+++ Listing +++
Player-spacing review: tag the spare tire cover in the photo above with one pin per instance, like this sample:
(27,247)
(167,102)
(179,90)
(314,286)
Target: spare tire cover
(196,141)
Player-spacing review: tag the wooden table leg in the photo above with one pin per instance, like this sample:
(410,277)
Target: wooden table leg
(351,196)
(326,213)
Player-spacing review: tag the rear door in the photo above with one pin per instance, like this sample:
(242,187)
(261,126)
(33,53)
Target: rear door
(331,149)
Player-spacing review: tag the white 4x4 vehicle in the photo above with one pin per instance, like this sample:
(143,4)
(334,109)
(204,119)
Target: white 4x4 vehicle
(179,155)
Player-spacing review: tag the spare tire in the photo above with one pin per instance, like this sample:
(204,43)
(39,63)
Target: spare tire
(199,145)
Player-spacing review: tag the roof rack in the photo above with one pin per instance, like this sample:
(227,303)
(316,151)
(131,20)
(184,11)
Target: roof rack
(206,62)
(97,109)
+++
Copy every line of the material above word for word, keeping the original order.

#### Task output
Player-spacing review: tag the spare tire cover in the photo above with one pin per instance, like this sample:
(27,247)
(167,102)
(179,90)
(314,286)
Target: spare tire cover
(196,141)
Player-spacing review: tag the wooden table leg in the photo above with one pin per instance, like this sample:
(410,277)
Target: wooden table leg
(351,196)
(326,213)
Player-spacing review: tag the rear door in the photo above with one pin per instance, like this sample:
(242,187)
(261,126)
(33,53)
Target: rear door
(331,149)
Player-spacing review: tag the white 4x4 vehicle in the photo above with one pin per instance, like this sample:
(143,4)
(334,109)
(204,119)
Target: white 4x4 vehicle
(179,155)
Player-spacing review: tag the spare tire in the photo above with one pin per instance, like this sample:
(204,43)
(39,63)
Target: spare tire
(199,145)
Player-spacing review: tag the roof rack in the photo above with one pin per instance, like this sample:
(227,303)
(316,151)
(131,20)
(184,11)
Target: roof rack
(206,62)
(97,109)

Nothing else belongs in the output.